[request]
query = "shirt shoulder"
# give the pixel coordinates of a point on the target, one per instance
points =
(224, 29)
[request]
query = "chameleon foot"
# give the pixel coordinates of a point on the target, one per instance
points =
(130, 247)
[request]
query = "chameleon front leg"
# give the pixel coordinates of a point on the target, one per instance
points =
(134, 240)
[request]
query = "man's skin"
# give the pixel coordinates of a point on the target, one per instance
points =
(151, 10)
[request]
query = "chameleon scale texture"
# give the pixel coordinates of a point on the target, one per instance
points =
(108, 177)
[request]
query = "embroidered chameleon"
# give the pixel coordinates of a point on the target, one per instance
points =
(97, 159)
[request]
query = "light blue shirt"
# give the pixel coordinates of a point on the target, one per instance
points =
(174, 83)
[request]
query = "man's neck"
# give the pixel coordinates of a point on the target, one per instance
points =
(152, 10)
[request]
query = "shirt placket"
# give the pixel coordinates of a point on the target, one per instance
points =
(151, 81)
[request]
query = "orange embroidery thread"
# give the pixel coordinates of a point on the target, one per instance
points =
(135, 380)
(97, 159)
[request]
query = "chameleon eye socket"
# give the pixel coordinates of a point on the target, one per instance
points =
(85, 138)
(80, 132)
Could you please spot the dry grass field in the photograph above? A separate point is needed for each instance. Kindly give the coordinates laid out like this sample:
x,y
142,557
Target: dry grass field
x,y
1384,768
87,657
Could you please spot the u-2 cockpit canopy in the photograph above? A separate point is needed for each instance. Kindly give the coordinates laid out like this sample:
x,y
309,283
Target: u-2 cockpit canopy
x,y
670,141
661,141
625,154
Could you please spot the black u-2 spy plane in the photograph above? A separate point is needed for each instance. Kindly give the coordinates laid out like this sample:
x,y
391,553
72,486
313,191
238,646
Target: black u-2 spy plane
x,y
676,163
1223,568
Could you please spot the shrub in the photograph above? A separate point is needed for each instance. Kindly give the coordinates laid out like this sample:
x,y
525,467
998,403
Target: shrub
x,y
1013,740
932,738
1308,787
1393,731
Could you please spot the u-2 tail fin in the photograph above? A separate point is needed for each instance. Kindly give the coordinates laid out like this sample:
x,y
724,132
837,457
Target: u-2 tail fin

######

:: Activity ::
Pull out each record as written and restate it exactly.

:: Result ::
[request]
query = "shirt shoulder"
# give the pixel coordinates of a point on the target, one per instance
points =
(224, 29)
[request]
query = "chameleon foot"
# give the pixel coordinates of a point on the target, one per instance
points =
(130, 247)
[request]
query = "chameleon front leg"
# give the pixel coordinates of a point on the target, one per instance
points =
(134, 240)
[request]
query = "man's skin"
# give the pixel coordinates of a point on the target, one per instance
points =
(151, 10)
[request]
query = "chameleon scale texture"
# give the pixel coordinates of a point on the target, one per instance
points =
(108, 177)
[request]
query = "embroidered chameleon"
# give the pixel coordinates of a point on the target, one per instance
points =
(97, 159)
[request]
query = "light blue shirt"
# give the pixel coordinates of a point on the target, one per instance
points =
(174, 83)
[request]
query = "man's neck"
# give the pixel coordinates of a point on the target, one per instance
points =
(152, 10)
[request]
query = "shirt placket"
# give the pixel coordinates of a point on the target, one per instance
points =
(151, 81)
[request]
query = "orange embroidery thread"
# give the pixel coordinates of a point on the target, one per instance
points =
(135, 380)
(97, 159)
[request]
query = "chameleon eye socket"
# give the pixel coordinates of a point on the target, one per instance
points =
(85, 138)
(80, 132)
Could you please spot the dry grass field in the photograph above? A separate point is needed for each instance. Kindly give the coordinates laid out like this sample:
x,y
142,557
Target: dry grass field
x,y
1384,768
87,657
Could you please spot the u-2 cockpit canopy in the photograph above? A separate point is needed for each instance. Kindly give the coordinates laid out like this sample:
x,y
309,283
Target: u-2 cockpit canopy
x,y
670,141
661,141
625,154
Could you please spot the black u-2 spy plane in the photograph above? A separate point is needed for each instance. Kindly give the coordinates laid out like this sample:
x,y
391,553
72,486
313,191
238,646
Target: black u-2 spy plane
x,y
676,163
1223,568
Could you please spot the shrub in the photograph above? A separate point is needed for each instance. Kindly give the coordinates laid out like this sample:
x,y
525,467
998,403
Target: shrub
x,y
1013,740
932,738
1308,787
1393,731
Could you please spot the u-2 tail fin in the photograph above? A separate point is needed for each instance. Kindly give the coordinates laid out like this sample:
x,y
724,132
837,457
Target: u-2 tail fin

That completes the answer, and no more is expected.